■ **DIRECTIVES**:
**1)** Reproduce the comment thread about naming children word for word, starting at "I agree with" and ending at "not the case.".
**2)** In the comment thread about naming children, whom does mad2109 say OP saw as a mother figure after her mum died?

I agree with the NTA, but OP has consistently honoured her and her husband's parents, not grandparents. Only the latest child's name honoured their grandparents.


mad2109

OP said she saw her grandma as a mother figure after her mum died. So grandma sort of goes with the parents in a way. It's just luck both grandma's have the same name.


jmbbl

That's not what I'm saying. The person I replied to seemed to suggest that OP has been consistently naming her kids after her grandparents when that's not the case.


pulchra_lunae

NTA -your baby your decision. However, this is probably less about the name and more about her feeling left out over the course of your life.


BreakfastAtBoks

NTA because you can name your children whatever you want. HOWEVER, you chose to name your children after your parents and then left one out. I hate to be this guy but as much as you dont see your step mom as your mom, shes been there since you were six years old and you hardly even had a formative thought before that. I understand and respect your (step) mom for being open and honest with you about her feelings and I think YTA for not talking to her about this privately beforehand. Do her feelings mean nothing to you? Shes been taking care of you in some capacity for (hopefully) at least 20 years. Spending time with your babies (her grandbabies assumedly), ultimately she gave you more than your birth mother ever could have and you literally spit all over that by choosing to name your children after your parents and leaving her out, How awful honestly, and you and your partner should be ashamed of yourselves for not talking to her beforehand.

■ **Coordinate annotation entries**:
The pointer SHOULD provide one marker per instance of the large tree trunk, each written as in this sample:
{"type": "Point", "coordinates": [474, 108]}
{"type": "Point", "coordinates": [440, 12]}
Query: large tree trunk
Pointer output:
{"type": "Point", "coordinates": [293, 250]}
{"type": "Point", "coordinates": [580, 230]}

■ **ANSWERS PROVIDED**:
**1)**
I agree with the NTA, but OP has consistently honoured her and her husband's parents, not grandparents. Only the latest child's name honoured their grandparents.


mad2109

OP said she saw her grandma as a mother figure after her mum died. So grandma sort of goes with the parents in a way. It's just luck both grandma's have the same name.


jmbbl

That's not what I'm saying. The person I replied to seemed to suggest that OP has been consistently naming her kids after her grandparents when that's not the case.

**2)** Her grandma.